▸ **Material for the task**:

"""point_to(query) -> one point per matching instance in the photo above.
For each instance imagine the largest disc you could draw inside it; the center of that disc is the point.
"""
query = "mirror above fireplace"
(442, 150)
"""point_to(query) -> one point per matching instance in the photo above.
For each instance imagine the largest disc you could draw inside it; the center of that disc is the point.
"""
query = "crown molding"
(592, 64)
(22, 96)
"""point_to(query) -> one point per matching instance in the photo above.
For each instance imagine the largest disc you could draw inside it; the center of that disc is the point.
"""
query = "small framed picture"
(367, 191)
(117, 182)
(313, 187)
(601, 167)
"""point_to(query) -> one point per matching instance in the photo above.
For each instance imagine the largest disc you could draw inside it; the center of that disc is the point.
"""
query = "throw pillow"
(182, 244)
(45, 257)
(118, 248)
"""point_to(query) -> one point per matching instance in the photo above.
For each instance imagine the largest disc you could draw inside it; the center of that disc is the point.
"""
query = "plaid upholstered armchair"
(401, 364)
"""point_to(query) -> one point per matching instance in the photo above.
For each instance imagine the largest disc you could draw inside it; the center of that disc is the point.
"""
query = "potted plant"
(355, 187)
* * *
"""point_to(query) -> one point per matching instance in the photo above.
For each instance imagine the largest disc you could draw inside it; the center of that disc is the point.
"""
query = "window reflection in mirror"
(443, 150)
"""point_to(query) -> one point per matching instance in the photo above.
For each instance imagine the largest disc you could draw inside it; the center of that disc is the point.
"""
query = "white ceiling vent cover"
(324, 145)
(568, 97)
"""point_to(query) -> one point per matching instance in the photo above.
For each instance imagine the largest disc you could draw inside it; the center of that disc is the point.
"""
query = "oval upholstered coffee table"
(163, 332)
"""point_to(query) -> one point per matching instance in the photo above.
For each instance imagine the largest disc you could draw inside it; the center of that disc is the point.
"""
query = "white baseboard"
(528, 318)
* * *
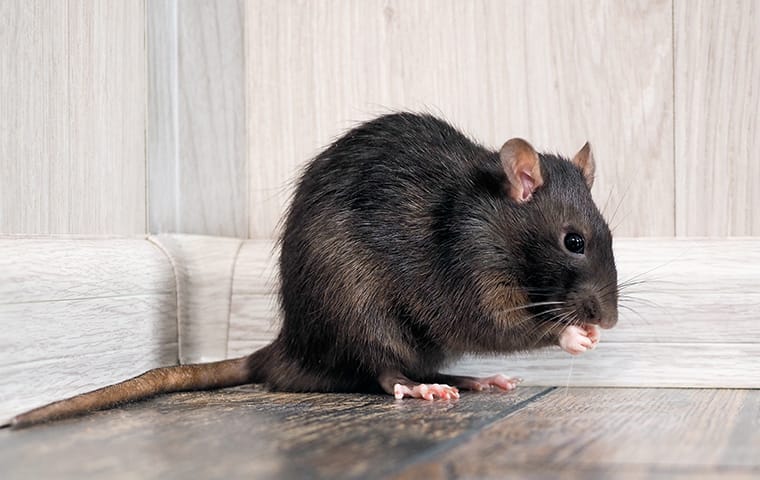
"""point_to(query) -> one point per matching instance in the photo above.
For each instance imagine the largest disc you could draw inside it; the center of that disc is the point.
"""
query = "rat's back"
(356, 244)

▸ **The exercise**: Please count the lines in the listing above that contain the word "white" and reply with that number alone.

▸ **Exercise output**: 2